**WORK TO COMPLETE**
Please copy out the items starting at the line containing "Target: manicured grass" and ending at the last line of the items, requests included, with every point coordinate in the answers multiplied by 2.25 and rounded to a whole number, halves rounded up. Give only those lines.

* * * * *

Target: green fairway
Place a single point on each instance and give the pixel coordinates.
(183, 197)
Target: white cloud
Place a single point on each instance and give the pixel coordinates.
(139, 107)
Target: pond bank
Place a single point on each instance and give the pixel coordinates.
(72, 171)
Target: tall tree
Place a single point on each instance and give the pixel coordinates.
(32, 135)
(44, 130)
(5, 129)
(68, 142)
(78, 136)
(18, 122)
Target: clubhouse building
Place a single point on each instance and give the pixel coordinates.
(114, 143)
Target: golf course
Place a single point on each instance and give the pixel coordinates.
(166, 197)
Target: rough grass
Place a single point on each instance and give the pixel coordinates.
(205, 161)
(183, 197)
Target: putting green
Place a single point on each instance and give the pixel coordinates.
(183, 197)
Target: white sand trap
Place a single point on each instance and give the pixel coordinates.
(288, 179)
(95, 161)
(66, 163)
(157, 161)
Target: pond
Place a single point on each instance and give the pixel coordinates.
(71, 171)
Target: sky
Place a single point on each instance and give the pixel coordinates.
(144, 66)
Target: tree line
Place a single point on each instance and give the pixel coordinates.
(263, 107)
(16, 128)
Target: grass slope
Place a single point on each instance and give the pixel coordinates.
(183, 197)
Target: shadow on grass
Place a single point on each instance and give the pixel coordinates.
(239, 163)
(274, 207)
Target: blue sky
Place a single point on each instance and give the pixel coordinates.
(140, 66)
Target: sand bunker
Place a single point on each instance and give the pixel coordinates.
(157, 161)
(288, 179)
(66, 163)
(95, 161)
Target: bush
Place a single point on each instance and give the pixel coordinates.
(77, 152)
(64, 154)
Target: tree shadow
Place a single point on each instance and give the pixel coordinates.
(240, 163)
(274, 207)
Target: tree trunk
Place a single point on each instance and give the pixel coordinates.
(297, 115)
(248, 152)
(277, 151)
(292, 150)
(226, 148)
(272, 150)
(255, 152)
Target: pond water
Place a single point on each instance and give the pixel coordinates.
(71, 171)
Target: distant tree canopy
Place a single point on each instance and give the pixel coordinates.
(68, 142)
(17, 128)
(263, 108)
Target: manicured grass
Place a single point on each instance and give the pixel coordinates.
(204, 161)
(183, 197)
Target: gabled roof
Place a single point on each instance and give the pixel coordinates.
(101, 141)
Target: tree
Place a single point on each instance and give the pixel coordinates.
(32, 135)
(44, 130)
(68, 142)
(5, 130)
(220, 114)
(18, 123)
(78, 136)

* * * * *

**SOLUTION TO THE EXERCISE**
Target: manicured grass
Place a single point on each instance and give the pixel coordinates.
(459, 362)
(412, 443)
Target: gabled roof
Place a single point on each instance and give the pixel coordinates.
(227, 317)
Target: tree
Place a single point on each instance and give the pixel coordinates.
(72, 304)
(99, 293)
(153, 320)
(11, 293)
(495, 257)
(41, 277)
(176, 306)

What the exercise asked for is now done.